Exercise
Reproduce the following lines verbatim.

────

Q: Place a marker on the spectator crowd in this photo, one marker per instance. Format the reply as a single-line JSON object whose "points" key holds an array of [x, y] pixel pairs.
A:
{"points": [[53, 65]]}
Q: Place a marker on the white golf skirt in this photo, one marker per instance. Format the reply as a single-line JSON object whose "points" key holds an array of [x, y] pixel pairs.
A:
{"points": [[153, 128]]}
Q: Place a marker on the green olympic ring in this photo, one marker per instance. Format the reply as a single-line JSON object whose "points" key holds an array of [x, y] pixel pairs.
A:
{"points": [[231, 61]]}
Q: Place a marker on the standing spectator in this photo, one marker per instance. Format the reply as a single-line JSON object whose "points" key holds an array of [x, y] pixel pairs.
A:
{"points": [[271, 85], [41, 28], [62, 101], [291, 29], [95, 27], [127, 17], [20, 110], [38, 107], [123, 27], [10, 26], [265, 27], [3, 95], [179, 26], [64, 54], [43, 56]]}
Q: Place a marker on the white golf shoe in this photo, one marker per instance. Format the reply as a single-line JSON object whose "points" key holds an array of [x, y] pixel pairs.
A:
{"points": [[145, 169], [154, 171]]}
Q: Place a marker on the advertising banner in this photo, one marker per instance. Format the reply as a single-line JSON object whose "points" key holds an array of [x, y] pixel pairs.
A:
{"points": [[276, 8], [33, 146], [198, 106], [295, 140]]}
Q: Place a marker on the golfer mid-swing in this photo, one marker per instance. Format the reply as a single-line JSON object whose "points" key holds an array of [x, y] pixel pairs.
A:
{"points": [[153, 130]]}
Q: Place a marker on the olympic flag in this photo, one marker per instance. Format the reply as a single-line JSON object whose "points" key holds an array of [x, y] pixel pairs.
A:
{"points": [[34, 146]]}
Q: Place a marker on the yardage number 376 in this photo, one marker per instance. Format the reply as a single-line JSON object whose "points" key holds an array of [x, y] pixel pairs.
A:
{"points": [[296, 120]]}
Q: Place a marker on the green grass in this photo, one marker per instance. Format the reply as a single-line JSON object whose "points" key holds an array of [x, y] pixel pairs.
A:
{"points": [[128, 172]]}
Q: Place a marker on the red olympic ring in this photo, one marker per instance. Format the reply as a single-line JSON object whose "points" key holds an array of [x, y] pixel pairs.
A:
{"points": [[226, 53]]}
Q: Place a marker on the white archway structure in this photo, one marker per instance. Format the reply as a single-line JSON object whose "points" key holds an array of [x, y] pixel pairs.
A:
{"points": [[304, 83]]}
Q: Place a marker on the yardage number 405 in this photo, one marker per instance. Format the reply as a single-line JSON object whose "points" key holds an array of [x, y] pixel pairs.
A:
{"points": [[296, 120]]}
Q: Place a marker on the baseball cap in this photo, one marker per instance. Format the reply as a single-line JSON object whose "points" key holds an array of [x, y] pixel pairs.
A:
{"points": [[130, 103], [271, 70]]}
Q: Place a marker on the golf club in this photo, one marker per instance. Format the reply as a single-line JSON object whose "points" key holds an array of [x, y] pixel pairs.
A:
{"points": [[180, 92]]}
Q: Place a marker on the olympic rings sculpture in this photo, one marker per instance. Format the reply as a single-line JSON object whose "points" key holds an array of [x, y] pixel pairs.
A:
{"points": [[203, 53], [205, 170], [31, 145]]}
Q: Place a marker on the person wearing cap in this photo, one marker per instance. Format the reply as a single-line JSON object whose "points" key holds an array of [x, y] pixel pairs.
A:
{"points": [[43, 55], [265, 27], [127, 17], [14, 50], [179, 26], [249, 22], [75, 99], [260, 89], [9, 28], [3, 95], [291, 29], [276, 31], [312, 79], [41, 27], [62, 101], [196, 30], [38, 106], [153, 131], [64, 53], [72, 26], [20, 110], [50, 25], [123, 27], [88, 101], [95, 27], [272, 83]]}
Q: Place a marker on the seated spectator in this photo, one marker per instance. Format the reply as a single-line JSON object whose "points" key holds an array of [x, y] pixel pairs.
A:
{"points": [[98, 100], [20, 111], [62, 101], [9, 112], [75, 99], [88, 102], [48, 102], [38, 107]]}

────

Answer to the task
Q: Place a marker on the spectator crowd in this photo, one marker per instance. Format the reply as a single-line JSON object whose "points" key holds an array of [x, y] pixel pairs.
A:
{"points": [[53, 65]]}
Q: Place a marker on the white golf skirt in this photo, one marker per instance. Format the reply as a single-line JSON object whose "points" key holds an array of [x, y] pixel pairs.
A:
{"points": [[153, 128]]}
Q: Place a marker on the green olympic ring in this photo, one marker per instance. Format the reply as a single-line JSON object whose "points" key holds an array of [x, y] pixel pairs.
A:
{"points": [[231, 61]]}
Q: Place a marker on the standing spectator in this photo, one marker per instance. Format the reply as a single-line JSON object whose "points" key holds an array of [x, y] pixel pairs.
A:
{"points": [[271, 85], [41, 28], [62, 101], [291, 29], [95, 27], [127, 17], [20, 110], [38, 107], [123, 27], [10, 26], [265, 27], [3, 95], [179, 26], [64, 54], [43, 56]]}
Q: Place a marker on the white golf shoe in this photo, one marker per instance. Format the reply as a single-line JSON object whose "points" key holds an array of [x, y] pixel pairs.
A:
{"points": [[145, 169], [154, 171]]}
Q: Place a marker on the advertising banner in this photo, one marker per instance. Format the reply as a single-line JSON object whose "points" key holds an array of [x, y] pixel pairs.
A:
{"points": [[276, 8], [33, 146], [198, 106], [295, 140]]}
Q: Place a marker on the golfer mid-swing in this photo, one marker per instance. Format the reply as a single-line JSON object whose "points" key holds an array of [x, y] pixel pairs.
A:
{"points": [[153, 130]]}
Q: Place a marker on the olympic flag in this photo, one marker per instance. Format the reply as a single-line JSON object whose "points" key holds an array of [x, y] pixel pairs.
A:
{"points": [[34, 146]]}
Q: Place a marker on the yardage number 376 in this photo, one marker per instance. Format the reply as a single-line JSON object whose "points" key holds an array of [x, y] pixel pairs.
A:
{"points": [[296, 120]]}
Q: Place a marker on the green grass in this photo, one marker per instance. Format the reply as a single-line JSON object whose "points" key holds an array of [x, y] pixel pairs.
A:
{"points": [[128, 172]]}
Q: Place a marker on the red olympic ring in this photo, one marker per instance. Format the reply as a single-line JSON object whose "points" key holds an array of [x, y] pixel pairs.
A:
{"points": [[226, 53]]}
Q: Place a marker on the white archway structure in this photo, one marker per instance. Format the reply as a single-line JSON object whose "points" key holds an array of [x, y] pixel pairs.
A:
{"points": [[304, 83]]}
Q: Place a marker on the yardage number 405 in this photo, one marker per instance. Format the reply as a single-line JSON object whose "points" key holds an array of [x, y] pixel pairs.
A:
{"points": [[296, 120]]}
Q: Place a marker on the baseball cap in this photo, one marker per instance. Format the reply as a single-line JSON object whose "points" key holds an array of [x, y] pixel pairs.
A:
{"points": [[130, 103], [271, 70]]}
Q: Place a marker on the golf club in this photo, one marker per instance. Format the reply as a single-line JSON object whose "points" key holds an array of [x, y] pixel pairs.
A:
{"points": [[180, 92]]}
Q: Place a marker on the olympic rings sculpture in this photo, one marker per instance. Format the reply as a single-line JSON object whose "points" key holds an array of [x, y] pixel pairs.
A:
{"points": [[203, 53], [205, 170], [31, 145]]}
Q: Place a marker on the person wearing cap in this photo, one marker per instance. Format the reply as a single-line JSON object whose "points" key holds an array of [x, y] pixel pairs.
A:
{"points": [[43, 55], [265, 27], [127, 17], [14, 50], [179, 26], [249, 22], [75, 99], [260, 89], [9, 28], [3, 95], [291, 29], [276, 31], [312, 79], [41, 27], [62, 101], [196, 30], [38, 106], [153, 131], [64, 53], [72, 26], [20, 110], [50, 25], [123, 27], [88, 101], [95, 27], [272, 83]]}
Q: Place a marker on the seated spectator in this photo, one marker per instance. Format the reply as a single-line JSON object whose "points" key holds an array of [x, y] pixel pairs.
A:
{"points": [[98, 100], [20, 111], [62, 101], [9, 112], [75, 99], [88, 102], [48, 102], [38, 107]]}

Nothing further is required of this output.